> _The problem_:
Rewrite the listing from its first line through the line containing "[384,41,449,86]", both ends included. Add 71 to each bounding-box coordinate and leave every other line unchanged.
───── Input data ─────
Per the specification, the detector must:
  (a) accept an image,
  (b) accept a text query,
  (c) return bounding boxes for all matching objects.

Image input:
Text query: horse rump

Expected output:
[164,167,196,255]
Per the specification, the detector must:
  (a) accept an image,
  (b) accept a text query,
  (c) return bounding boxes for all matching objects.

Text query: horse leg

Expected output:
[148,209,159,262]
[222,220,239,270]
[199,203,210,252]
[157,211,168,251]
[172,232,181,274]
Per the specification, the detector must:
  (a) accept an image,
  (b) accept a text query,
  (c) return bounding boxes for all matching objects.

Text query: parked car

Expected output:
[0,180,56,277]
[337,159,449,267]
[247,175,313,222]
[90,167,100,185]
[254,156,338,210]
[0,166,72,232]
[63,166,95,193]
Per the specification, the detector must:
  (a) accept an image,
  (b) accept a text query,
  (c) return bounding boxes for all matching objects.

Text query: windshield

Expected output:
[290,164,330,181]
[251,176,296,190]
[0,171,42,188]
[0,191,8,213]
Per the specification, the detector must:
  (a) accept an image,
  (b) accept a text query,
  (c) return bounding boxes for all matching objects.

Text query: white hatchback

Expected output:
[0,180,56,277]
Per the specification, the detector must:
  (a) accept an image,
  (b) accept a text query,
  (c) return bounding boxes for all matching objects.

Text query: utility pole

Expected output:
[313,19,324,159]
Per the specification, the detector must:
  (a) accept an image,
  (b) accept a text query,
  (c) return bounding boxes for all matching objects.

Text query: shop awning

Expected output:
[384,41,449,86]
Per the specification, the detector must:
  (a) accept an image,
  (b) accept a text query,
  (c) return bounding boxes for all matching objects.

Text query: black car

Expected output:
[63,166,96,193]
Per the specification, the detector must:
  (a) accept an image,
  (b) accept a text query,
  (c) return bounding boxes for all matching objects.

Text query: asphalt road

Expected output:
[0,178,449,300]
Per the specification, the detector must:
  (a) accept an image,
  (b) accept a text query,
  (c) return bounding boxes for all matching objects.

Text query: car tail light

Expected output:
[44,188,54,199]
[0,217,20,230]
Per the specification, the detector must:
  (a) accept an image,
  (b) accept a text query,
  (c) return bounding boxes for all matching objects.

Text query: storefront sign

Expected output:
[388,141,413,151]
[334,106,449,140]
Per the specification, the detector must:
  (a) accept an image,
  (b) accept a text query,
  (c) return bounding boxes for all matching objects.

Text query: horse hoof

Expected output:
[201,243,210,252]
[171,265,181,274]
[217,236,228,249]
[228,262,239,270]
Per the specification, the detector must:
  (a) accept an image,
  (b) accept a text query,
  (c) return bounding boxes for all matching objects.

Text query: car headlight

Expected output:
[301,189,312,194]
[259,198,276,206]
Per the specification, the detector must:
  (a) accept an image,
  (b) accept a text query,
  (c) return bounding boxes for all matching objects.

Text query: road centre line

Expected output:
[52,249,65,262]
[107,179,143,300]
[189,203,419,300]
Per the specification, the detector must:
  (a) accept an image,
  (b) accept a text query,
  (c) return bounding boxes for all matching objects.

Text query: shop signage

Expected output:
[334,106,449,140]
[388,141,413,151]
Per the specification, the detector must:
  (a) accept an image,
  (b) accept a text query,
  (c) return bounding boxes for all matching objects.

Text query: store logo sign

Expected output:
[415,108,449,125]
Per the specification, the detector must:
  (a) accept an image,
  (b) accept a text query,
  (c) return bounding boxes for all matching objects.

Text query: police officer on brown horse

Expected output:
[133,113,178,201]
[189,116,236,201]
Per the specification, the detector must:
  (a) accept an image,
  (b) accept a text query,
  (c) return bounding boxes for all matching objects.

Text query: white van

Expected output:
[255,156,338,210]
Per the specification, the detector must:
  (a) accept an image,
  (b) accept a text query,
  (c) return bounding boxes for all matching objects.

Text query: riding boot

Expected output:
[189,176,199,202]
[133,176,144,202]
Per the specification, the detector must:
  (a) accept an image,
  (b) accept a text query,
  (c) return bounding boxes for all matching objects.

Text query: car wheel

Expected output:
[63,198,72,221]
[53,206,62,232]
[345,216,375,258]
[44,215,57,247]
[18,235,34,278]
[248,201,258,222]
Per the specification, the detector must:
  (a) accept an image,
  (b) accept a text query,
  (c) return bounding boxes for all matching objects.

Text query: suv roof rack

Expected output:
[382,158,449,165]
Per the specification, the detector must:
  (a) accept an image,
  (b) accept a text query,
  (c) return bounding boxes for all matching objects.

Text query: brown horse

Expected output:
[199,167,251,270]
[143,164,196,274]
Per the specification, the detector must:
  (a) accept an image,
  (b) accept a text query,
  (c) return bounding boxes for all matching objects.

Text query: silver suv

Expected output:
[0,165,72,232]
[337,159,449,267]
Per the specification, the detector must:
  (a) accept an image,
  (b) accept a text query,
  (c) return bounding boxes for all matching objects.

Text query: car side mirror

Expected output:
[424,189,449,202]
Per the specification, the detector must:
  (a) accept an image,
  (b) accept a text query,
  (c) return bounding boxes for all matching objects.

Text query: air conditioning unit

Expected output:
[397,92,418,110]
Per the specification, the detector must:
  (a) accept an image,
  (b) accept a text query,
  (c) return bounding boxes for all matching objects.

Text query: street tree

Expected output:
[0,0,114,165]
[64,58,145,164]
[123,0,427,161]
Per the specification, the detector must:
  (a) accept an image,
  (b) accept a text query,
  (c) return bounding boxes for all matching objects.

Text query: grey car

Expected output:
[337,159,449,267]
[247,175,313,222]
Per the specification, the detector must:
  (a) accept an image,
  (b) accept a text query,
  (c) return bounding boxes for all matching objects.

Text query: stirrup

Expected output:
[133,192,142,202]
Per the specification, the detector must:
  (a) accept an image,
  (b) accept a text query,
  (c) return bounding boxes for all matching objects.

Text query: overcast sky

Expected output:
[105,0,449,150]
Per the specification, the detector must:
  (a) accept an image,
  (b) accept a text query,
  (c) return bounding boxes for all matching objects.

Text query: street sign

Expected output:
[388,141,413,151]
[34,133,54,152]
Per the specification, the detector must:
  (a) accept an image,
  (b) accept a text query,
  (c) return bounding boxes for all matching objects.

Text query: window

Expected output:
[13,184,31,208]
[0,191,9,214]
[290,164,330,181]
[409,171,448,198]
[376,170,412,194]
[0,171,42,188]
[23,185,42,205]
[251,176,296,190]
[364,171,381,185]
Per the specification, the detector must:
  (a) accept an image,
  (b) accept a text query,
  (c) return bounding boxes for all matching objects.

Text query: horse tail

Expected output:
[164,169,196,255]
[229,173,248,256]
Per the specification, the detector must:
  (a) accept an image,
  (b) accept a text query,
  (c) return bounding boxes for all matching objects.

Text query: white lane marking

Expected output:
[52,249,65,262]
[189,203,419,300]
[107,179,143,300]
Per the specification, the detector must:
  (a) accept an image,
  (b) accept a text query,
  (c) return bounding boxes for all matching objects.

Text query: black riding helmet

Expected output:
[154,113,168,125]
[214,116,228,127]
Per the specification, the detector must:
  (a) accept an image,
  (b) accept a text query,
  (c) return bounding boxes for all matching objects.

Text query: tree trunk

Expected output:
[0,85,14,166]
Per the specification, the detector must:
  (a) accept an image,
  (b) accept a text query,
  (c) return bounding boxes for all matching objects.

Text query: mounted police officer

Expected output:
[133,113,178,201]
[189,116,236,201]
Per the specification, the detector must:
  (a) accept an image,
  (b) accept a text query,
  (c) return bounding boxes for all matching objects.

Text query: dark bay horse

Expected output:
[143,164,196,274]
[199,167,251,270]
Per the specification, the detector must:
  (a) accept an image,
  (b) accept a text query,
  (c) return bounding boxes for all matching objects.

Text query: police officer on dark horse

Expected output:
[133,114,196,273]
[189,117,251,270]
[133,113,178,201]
─────
> _Exercise response_:
Per the specification, the detector must:
  (a) accept an image,
  (b) accept a text query,
  (c) return bounding boxes for all matching objects.

Image input:
Text query: horse rump

Expected output:
[235,238,267,326]
Per the specification, the detector must:
  (a) accept an image,
  (b) accept a text query,
  (c) return bounding boxes for all matching objects.

Text query: horse leg

Expected output:
[219,280,230,333]
[293,291,310,341]
[270,274,281,323]
[228,282,239,322]
[243,303,252,345]
Per the specification, the detector must:
  (a) accept an image,
  (b) accept a text query,
  (c) return bounding boxes for all matching objects.

Text query: parked car

Expected output:
[71,251,127,348]
[408,230,520,338]
[318,246,384,293]
[161,238,171,256]
[325,227,409,281]
[71,237,143,303]
[134,237,166,264]
Per the specification, the detector must:
  (a) accept an image,
  (b) accept a text query,
  (c) return bounding boxes for all matching objects.

Text query: windshield

Expected output:
[361,235,401,252]
[322,247,367,261]
[71,242,113,259]
[71,262,79,284]
Per the specification, the detector must:
  (a) accept an image,
  (b) accept a text query,
  (c) return bounding boxes for all matching objects.

Text query: white hatchback

Expected output:
[71,251,127,348]
Per the specification, the detector must:
  (a) accept an image,
  (b) accept a text query,
  (c) return bounding boxes for all matching objects.

Text query: utility pole

Expected output:
[384,90,395,230]
Per the specification, the detector must:
  (a) accept an image,
  (b) accept a text query,
  (c) return bounding boxes for all matching objects.

Text query: shop awning

Expected output:
[455,112,520,157]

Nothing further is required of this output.